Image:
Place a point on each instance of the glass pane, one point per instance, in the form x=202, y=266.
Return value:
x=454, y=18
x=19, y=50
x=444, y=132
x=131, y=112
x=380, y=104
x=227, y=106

----------------

» **TASK DIRECTIONS**: Rewrite the items above with "glass pane" changed to "window pane" and nothing else altered.

» **FINISHED ANSWER**:
Image:
Place a point on each instance of the window pane, one point per instance, in the form x=202, y=266.
Return value:
x=454, y=18
x=19, y=50
x=444, y=132
x=131, y=112
x=380, y=104
x=227, y=106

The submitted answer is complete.